**What you need to do:**
Please convert the listing below into a Markdown table with the columns "Row" and "Line", giving each non-blank line its own numbered row and skipping the blank ones.

** START OF Exercise input **

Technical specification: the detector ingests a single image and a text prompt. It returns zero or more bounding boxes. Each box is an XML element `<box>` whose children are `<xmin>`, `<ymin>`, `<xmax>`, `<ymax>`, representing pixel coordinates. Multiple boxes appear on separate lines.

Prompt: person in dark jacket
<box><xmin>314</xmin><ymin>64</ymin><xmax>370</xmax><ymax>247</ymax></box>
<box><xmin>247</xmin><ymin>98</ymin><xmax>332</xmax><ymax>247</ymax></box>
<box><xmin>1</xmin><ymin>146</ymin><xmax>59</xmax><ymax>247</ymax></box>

** END OF Exercise input **

**Output of the task:**
| Row | Line |
|---|---|
| 1 | Technical specification: the detector ingests a single image and a text prompt. It returns zero or more bounding boxes. Each box is an XML element `<box>` whose children are `<xmin>`, `<ymin>`, `<xmax>`, `<ymax>`, representing pixel coordinates. Multiple boxes appear on separate lines. |
| 2 | Prompt: person in dark jacket |
| 3 | <box><xmin>314</xmin><ymin>64</ymin><xmax>370</xmax><ymax>247</ymax></box> |
| 4 | <box><xmin>247</xmin><ymin>98</ymin><xmax>332</xmax><ymax>247</ymax></box> |
| 5 | <box><xmin>1</xmin><ymin>146</ymin><xmax>59</xmax><ymax>247</ymax></box> |